Records supplied Start Marker
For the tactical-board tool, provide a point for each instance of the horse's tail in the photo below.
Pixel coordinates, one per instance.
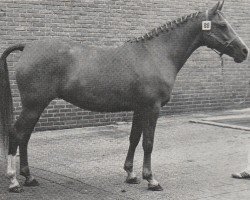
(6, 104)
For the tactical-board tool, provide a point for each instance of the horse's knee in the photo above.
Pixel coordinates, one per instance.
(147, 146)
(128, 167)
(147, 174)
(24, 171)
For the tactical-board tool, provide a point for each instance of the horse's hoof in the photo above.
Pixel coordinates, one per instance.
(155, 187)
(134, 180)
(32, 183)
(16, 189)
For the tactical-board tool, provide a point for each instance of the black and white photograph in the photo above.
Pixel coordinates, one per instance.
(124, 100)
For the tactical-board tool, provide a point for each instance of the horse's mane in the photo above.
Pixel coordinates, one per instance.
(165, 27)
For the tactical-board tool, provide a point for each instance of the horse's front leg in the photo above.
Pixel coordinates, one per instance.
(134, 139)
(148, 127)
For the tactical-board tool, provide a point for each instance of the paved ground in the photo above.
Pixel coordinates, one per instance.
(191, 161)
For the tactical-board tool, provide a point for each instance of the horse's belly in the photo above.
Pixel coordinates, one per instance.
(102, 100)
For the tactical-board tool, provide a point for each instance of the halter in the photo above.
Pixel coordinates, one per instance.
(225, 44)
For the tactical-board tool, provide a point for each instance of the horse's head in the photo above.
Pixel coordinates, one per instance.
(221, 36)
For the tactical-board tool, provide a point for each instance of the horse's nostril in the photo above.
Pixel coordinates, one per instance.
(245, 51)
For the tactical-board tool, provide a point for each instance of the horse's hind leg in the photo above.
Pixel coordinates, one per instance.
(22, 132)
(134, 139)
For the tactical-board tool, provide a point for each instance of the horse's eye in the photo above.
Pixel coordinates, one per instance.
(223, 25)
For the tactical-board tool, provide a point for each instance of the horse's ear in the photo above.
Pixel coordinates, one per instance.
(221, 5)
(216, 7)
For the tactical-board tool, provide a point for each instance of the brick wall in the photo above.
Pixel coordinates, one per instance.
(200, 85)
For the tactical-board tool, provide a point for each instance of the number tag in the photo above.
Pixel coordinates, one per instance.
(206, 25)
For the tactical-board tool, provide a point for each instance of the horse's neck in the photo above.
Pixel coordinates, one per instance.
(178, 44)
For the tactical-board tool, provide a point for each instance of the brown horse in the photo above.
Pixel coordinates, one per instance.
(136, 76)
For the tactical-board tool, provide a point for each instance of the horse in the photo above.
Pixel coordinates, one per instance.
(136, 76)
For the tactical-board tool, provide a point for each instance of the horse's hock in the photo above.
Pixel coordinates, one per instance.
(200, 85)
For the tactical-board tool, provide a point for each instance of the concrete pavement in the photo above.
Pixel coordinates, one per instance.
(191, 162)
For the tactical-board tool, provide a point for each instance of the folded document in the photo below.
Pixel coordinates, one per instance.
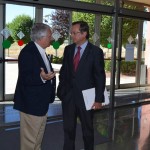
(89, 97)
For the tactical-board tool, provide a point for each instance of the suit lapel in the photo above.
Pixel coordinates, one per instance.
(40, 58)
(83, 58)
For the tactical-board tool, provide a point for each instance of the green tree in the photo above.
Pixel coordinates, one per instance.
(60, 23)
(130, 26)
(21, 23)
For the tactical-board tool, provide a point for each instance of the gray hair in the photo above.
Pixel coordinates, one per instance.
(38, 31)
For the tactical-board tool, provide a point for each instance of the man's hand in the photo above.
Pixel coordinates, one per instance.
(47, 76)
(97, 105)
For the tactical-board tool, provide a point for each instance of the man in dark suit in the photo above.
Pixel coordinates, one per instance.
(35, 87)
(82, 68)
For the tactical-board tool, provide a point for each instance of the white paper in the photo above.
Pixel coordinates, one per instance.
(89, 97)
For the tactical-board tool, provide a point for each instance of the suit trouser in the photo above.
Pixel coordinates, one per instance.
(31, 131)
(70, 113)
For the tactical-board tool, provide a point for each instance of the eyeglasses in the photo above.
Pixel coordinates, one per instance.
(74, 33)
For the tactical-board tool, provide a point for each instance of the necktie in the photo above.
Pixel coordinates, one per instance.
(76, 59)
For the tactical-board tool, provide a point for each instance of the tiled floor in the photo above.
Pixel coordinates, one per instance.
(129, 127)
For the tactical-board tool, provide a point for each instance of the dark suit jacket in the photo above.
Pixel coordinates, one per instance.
Records supplied End Marker
- What to work on -
The lines in the records above that include the word "dark" must be copied out.

- Finished exercise -
For the tactical-board tool, provide a point for each instance of the man in dark suit in the photo above.
For the tactical-board tool, provide a point for each instance of the dark suit jacket in the photo above.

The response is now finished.